• Brontekst:
..........

Gelukkig is de omgeving geweldig. Het is namelijk gelegen aan zee, waar we pelikanen zien duiken naar vis. Ook wordt de locatie regelmatig bezocht door grote groepen brulapen die zich tegoed doen aan de bladeren van de vele bomen die de plek rijk is. Het bestaan van het nabij gelegen duistere begraafplaats-eiland negeer ik voor mijn gemoedsrust maar even.
We besluiten over onze irritatie van de eerste avond heen te stappen, maar worden de ochtend erna ruw gewekt door keiharde muziek die de eigenaar besluit op te zetten. Hij brengt de rest van de dag jodelend, liggend, slapend én bier drinkend door. Amber lacht zich rot om ‘die gekke meneer’, wij niet.

..........

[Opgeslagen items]
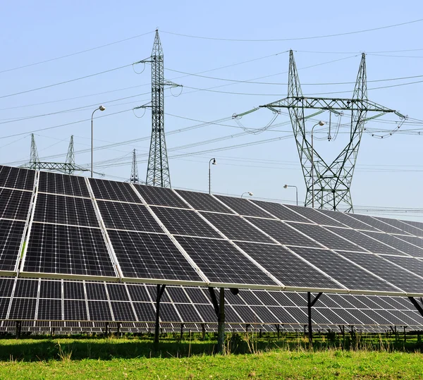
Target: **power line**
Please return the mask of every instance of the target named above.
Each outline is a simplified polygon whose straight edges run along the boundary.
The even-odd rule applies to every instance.
[[[312,37],[293,37],[293,38],[278,38],[278,39],[235,39],[235,38],[219,38],[219,37],[202,37],[202,36],[195,36],[190,35],[183,35],[181,33],[175,33],[173,32],[165,32],[161,30],[161,32],[166,33],[168,35],[173,35],[180,37],[186,37],[189,38],[197,38],[201,39],[212,39],[215,41],[230,41],[235,42],[275,42],[278,41],[298,41],[301,39],[317,39],[319,38],[329,38],[331,37],[338,37],[338,36],[345,36],[348,35],[355,35],[357,33],[364,33],[367,32],[373,32],[374,30],[381,30],[382,29],[388,29],[391,27],[396,27],[398,26],[410,25],[415,23],[420,23],[423,21],[423,18],[420,18],[419,20],[414,20],[412,21],[407,21],[405,23],[401,23],[399,24],[394,24],[391,25],[381,26],[379,27],[372,27],[371,29],[364,29],[362,30],[355,30],[354,32],[346,32],[343,33],[336,33],[333,35],[325,35],[321,36],[312,36]]]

..........

• Opdrachten:
[A] Herhaal woordelijk het stuk uit de brontekst dat begint bij "We besluiten over" en eindigt bij "meneer’, wij niet.".
[B] Beantwoord de volgende vragen aan de hand van de brontekst.
(i) Welke vogels duiken er naar vis?
(ii) Welke dieren eten van de bladeren van de bomen?
(iii) Wat zet de eigenaar op in de ochtend na de eerste avond?

• Uitwerkingen:
[A]
We besluiten over onze irritatie van de eerste avond heen te stappen, maar worden de ochtend erna ruw gewekt door keiharde muziek die de eigenaar besluit op te zetten. Hij brengt de rest van de dag jodelend, liggend, slapend én bier drinkend door. Amber lacht zich rot om ‘die gekke meneer’, wij niet.

[B]
(i) Pelikanen.
(ii) Grote groepen brulapen.
(iii) Keiharde muziek.